Prolongez le texte sur les modèles de protection sociale, en reprenant juste après sa dernière phrase.

#### [TEXTE PROPOSÉ]

>>>>>

Classiquement, on distingue trois grands modèles de protection sociale dans les pays industrialisés.

  1. Le modèle Bismarckien, ou assurantiel

Système le plus ancien, introduit en Allemagne à la fin du 19ème siècle par le chancelier Otto von Bismarck, il se décline sous trois volets : protection contre les risques de maladie (1883), les accidents du travail (1884), la vieillesse et l’invalidité (1889). Le chancelier prussien mit en place ces mesures principalement pour des raisons politiques : en améliorant les conditions de vie du prolétariat ouvrier, il souhaitait limiter les ardeurs revendicatives de la classe ouvrière.

Plusieurs principes sous-tendent ce modèle :

  • Protection fondée uniquement sur le travail : les individus s’ouvrent des droits grâce à leur activité professionnelle ;
  • Protection obligatoire ;
  • Protection gérée par les salariés et les employeurs : mode de gestion décentralisé (caisses), et confié aux partenaires sociaux ;
  • Cotisations non proportionnelles aux risques – comme dans la logique assurantielle pure – mais aux salaires ;
  • Protection financée par la participation financière des ouvriers et des employeurs, sous la forme de cotisations sociales (fiscalité indirecte, ou parafiscalité).

<<<<<

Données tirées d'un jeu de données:
>>>>>

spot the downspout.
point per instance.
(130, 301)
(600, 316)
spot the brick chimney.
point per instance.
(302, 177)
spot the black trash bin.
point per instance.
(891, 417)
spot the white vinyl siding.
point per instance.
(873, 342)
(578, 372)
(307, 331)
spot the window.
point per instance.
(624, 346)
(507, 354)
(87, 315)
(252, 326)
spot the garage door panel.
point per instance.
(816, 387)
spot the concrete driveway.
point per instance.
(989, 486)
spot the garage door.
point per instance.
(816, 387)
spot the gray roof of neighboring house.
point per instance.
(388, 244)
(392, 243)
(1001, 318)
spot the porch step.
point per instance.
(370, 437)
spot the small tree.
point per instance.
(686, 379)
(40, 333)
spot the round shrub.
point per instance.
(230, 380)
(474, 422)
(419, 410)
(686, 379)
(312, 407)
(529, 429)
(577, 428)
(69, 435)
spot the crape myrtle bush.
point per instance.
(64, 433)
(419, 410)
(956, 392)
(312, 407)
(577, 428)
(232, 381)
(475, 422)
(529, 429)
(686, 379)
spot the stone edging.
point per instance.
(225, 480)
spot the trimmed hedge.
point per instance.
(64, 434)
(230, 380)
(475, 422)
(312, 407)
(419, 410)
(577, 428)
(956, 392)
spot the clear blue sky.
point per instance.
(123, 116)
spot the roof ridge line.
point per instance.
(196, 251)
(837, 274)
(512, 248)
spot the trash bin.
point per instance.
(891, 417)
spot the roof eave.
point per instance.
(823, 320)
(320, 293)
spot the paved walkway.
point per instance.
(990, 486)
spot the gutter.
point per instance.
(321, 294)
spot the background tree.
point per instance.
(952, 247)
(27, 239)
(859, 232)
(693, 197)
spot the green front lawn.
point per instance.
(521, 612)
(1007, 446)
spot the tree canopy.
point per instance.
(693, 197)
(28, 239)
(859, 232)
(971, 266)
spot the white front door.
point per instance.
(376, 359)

<<<<<

#### [RÉSULTAT DE L'EXERCICE]
En bref, il s’agit de régimes obligatoires d’assurance sociale fondés sur une affiliation professionnelle, garantissant un revenu de compensation en cas de perte de revenu liée à la réalisation d’un risque social. Ce système privilégie donc la logique assurantielle : les prestations sont versées aux individus qui se sont assurés contre certains risques sociaux.

  1. Le modèle beveridgien, ou assistanciel

En 1942, à la demande du gouvernement britannique, l’économiste William Beveridge (1879-1963) rédige un rapport sur le système d’assurance maladie. Le système beveridgien se fonde sur plusieurs principes (principalement la « règle des 3U ») :

  • Universalité : protection de toute la population (non liée à l’emploi, donc sans affiliation) et de tous les risques ;
  • Uniformité : droits équivalents, de même montant pour tous ;
  • Unité : une seule assurance nationale gérée par l’Etat, créée en 1948 ;
  • Financement basé sur l’impôt (fiscalité directe).

Ce système privilégie donc une logique assistancielle : les prestations sont versées aux individus qui en ont besoin.

Dans les faits, aucun pays européen ne correspond strictement à l’un ou à l’autre de ces modèles, mais chacun s’inspire majoritairement de l’un d’eux. Le Royaume-Uni et le Danemark privilégient le modèle beveridgien ; l’Allemagne, les Pays-Bas et la Belgique plutôt le modèle bismarckien.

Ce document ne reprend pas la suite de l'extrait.